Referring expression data
────────────────────

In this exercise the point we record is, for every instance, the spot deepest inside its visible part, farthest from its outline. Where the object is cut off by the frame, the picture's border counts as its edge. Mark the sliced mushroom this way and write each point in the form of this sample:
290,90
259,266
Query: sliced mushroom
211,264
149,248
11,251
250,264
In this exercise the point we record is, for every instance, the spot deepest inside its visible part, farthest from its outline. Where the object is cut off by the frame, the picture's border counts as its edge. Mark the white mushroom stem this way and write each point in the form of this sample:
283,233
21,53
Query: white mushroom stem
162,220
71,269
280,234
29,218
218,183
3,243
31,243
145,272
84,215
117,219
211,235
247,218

────────────────────

Restate all of the data above. Match it word for word.

In this exercise the point we record is, for every instance, the spot deepest inside its visible part, farthest from its outline. Where the object is cut off by the frame, the picture's border counts as its edge. Mark the sliced mushroom this way and write each point in the form of this sample:
290,90
259,266
Query: sliced mushroom
211,264
149,248
11,251
250,264
In this exercise the point we record is, for every instance, the spot deepest inside its visible part, farthest from its outline. Where the object is cut off by the frame, the picture's border counts as its edge. Mark the white mushroom stem this way and write each point in the form of this sample:
283,233
21,53
Query: white mushroom stem
162,220
71,269
280,234
29,218
218,183
3,243
31,243
145,272
84,215
117,219
211,235
247,218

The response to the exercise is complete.